Reproduce the complete listing without any deviation.

** start of MATERIAL **

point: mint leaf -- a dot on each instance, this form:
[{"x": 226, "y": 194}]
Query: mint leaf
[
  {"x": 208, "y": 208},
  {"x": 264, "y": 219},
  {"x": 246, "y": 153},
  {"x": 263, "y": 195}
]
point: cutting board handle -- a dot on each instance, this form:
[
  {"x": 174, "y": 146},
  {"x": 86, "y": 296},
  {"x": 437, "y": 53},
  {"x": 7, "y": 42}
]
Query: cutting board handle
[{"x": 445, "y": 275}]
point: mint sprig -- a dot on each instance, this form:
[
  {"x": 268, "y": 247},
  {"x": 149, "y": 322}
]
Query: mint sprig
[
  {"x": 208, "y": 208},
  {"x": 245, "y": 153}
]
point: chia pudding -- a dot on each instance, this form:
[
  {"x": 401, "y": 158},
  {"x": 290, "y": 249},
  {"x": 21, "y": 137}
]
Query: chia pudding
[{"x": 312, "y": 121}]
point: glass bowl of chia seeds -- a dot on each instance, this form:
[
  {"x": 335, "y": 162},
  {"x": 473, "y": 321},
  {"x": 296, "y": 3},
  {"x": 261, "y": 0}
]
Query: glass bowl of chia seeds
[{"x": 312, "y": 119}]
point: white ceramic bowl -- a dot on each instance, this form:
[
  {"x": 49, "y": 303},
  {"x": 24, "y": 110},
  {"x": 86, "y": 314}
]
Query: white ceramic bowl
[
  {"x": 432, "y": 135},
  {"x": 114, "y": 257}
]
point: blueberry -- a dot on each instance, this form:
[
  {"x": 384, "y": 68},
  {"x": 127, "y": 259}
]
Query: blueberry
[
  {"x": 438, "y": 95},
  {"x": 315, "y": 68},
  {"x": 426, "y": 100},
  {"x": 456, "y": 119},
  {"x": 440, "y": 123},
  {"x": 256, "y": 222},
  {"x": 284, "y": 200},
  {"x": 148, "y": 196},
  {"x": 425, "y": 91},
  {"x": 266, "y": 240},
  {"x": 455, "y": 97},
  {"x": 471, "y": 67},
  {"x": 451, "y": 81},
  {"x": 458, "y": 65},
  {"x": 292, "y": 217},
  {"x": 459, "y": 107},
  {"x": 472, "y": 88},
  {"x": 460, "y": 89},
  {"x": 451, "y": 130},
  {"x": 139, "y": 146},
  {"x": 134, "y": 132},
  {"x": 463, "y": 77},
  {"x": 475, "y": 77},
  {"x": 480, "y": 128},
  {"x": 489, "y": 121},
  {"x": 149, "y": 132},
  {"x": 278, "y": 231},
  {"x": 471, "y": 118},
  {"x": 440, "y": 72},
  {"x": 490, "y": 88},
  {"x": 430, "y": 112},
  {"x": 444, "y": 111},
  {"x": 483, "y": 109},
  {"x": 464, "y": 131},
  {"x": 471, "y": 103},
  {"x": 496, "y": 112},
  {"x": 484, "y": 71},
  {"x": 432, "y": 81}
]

** end of MATERIAL **

** WRITTEN SOLUTION **
point: mint leaf -- a dot on each instance, this form:
[{"x": 226, "y": 194}]
Query: mint leaf
[
  {"x": 208, "y": 208},
  {"x": 264, "y": 219},
  {"x": 246, "y": 153},
  {"x": 263, "y": 195}
]
point: cutting board handle -- a dot on each instance, this form:
[
  {"x": 174, "y": 146},
  {"x": 86, "y": 296},
  {"x": 437, "y": 53},
  {"x": 7, "y": 42}
]
Query: cutting board handle
[{"x": 445, "y": 275}]
point: mint sprig -- a dot on each instance, this form:
[
  {"x": 268, "y": 247},
  {"x": 149, "y": 322}
]
Query: mint sprig
[
  {"x": 208, "y": 208},
  {"x": 245, "y": 153}
]
point: chia pudding -- a dot on each instance, this form:
[
  {"x": 401, "y": 158},
  {"x": 290, "y": 249},
  {"x": 21, "y": 137}
]
Query: chia pudding
[{"x": 312, "y": 121}]
point: glass bowl of chia seeds -- a dot on each instance, this form:
[
  {"x": 335, "y": 162},
  {"x": 473, "y": 321},
  {"x": 296, "y": 3},
  {"x": 261, "y": 0}
]
Query: glass bowl of chia seeds
[{"x": 312, "y": 119}]
point: white ceramic bowl -- a dot on each instance, this form:
[
  {"x": 49, "y": 303},
  {"x": 24, "y": 110},
  {"x": 86, "y": 314}
]
Query: white ceramic bowl
[
  {"x": 432, "y": 135},
  {"x": 114, "y": 257}
]
point: blueberry -- a dot on each instance, this form:
[
  {"x": 384, "y": 68},
  {"x": 127, "y": 259}
]
Query: blueberry
[
  {"x": 438, "y": 95},
  {"x": 315, "y": 68},
  {"x": 426, "y": 100},
  {"x": 456, "y": 119},
  {"x": 440, "y": 123},
  {"x": 256, "y": 222},
  {"x": 284, "y": 200},
  {"x": 148, "y": 196},
  {"x": 425, "y": 91},
  {"x": 266, "y": 240},
  {"x": 455, "y": 97},
  {"x": 471, "y": 67},
  {"x": 451, "y": 81},
  {"x": 458, "y": 65},
  {"x": 292, "y": 217},
  {"x": 459, "y": 107},
  {"x": 472, "y": 88},
  {"x": 460, "y": 89},
  {"x": 451, "y": 130},
  {"x": 139, "y": 146},
  {"x": 134, "y": 132},
  {"x": 463, "y": 77},
  {"x": 475, "y": 77},
  {"x": 480, "y": 128},
  {"x": 489, "y": 121},
  {"x": 149, "y": 132},
  {"x": 278, "y": 231},
  {"x": 471, "y": 118},
  {"x": 440, "y": 72},
  {"x": 490, "y": 88},
  {"x": 430, "y": 112},
  {"x": 444, "y": 111},
  {"x": 483, "y": 109},
  {"x": 464, "y": 131},
  {"x": 471, "y": 103},
  {"x": 496, "y": 112},
  {"x": 484, "y": 71},
  {"x": 432, "y": 81}
]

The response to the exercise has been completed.